• EXERCISE:
Exactly the lines from the first line of the records to the line holding "Target: child's arm" should be duplicated, and nothing more; pictures stay out.
[Opening DATA EXCERPTS section]
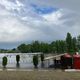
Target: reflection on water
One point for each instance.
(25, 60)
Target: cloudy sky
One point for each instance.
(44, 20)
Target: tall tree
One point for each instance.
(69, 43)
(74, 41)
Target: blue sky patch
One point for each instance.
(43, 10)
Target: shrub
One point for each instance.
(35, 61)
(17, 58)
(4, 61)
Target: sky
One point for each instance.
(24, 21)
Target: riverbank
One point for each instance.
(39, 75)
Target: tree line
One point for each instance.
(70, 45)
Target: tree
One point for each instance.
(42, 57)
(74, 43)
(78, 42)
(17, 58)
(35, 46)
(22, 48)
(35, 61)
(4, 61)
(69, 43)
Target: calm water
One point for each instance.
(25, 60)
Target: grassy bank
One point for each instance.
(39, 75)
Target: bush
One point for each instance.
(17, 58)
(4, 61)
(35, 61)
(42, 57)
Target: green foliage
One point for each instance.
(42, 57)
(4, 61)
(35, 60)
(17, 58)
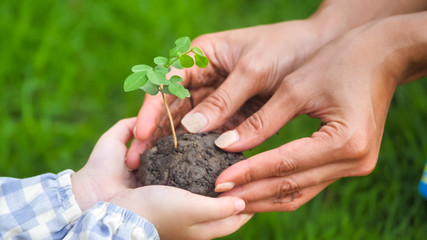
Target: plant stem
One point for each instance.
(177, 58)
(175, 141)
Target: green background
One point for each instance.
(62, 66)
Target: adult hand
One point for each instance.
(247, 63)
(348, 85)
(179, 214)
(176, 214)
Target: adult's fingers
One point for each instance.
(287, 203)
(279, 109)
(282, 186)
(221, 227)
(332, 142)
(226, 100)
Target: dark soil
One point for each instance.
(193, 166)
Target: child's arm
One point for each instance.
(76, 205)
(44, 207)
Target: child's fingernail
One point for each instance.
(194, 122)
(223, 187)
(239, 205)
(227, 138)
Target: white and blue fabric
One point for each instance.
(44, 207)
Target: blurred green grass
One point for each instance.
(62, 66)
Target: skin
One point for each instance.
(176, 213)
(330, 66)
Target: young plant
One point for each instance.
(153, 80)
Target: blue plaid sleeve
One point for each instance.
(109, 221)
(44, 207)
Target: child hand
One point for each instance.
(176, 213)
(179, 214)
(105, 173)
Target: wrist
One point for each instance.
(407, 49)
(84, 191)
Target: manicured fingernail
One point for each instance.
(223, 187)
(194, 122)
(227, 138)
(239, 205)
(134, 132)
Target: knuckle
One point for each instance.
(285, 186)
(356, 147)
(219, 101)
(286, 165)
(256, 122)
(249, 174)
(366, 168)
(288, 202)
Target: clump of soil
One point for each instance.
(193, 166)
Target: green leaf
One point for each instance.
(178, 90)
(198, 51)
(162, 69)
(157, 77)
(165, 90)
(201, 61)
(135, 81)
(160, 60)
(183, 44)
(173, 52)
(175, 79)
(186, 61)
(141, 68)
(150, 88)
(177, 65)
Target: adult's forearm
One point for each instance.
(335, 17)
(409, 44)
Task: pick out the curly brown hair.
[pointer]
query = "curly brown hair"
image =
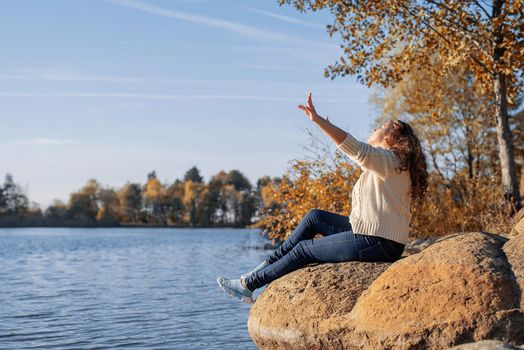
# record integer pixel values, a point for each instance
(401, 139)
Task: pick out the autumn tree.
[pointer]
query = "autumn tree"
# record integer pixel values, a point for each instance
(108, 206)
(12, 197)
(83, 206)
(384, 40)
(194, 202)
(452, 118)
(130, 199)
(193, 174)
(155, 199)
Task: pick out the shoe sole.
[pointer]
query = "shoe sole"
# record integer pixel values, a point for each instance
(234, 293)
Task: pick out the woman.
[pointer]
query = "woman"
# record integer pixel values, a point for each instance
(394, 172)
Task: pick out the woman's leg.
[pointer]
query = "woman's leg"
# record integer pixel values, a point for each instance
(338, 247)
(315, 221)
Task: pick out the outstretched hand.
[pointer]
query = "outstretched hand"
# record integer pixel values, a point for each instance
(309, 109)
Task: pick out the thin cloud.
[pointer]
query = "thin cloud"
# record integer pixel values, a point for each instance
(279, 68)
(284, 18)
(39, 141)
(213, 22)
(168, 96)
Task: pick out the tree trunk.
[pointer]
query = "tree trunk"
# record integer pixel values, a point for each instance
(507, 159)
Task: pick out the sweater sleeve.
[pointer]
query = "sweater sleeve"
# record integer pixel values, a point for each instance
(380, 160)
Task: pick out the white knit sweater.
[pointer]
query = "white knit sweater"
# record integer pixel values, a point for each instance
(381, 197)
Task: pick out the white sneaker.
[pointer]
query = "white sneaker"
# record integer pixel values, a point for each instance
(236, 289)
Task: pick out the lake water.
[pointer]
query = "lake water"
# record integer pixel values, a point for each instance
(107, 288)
[Closing DATA EXCERPTS section]
• WORKED SOLUTION:
Target: reflection on water
One point for each instance.
(25, 60)
Target: cloudy sky
One point for each instance.
(44, 20)
Target: tall tree
One point for each instance.
(69, 43)
(74, 41)
Target: blue sky patch
One point for each instance.
(43, 10)
Target: shrub
One point for each instance.
(35, 61)
(17, 58)
(4, 61)
Target: sky
One point for each instance.
(24, 21)
Target: riverbank
One point for each instance.
(39, 75)
Target: tree line
One point for each instance.
(70, 45)
Target: tree
One point for each instance.
(42, 57)
(74, 43)
(78, 42)
(17, 58)
(35, 46)
(22, 48)
(35, 61)
(4, 61)
(69, 43)
Target: calm water
One point for each instance.
(25, 60)
Target: grassy bank
One point for each instance.
(39, 75)
Target: bush
One point for each instance.
(17, 58)
(4, 61)
(35, 61)
(42, 57)
Target: green foliage
One point for each instance.
(42, 57)
(4, 61)
(35, 60)
(17, 58)
Target: plant stem
One point for each instance.
(177, 58)
(175, 141)
Target: green background
One point for each instance.
(62, 66)
Target: adult hand
One point for each instance.
(247, 63)
(348, 85)
(179, 214)
(176, 214)
Target: adult's fingers
One point for each instance.
(287, 203)
(279, 109)
(282, 186)
(221, 227)
(332, 142)
(226, 100)
Target: dark soil
One point for each instance.
(193, 166)
Target: child's arm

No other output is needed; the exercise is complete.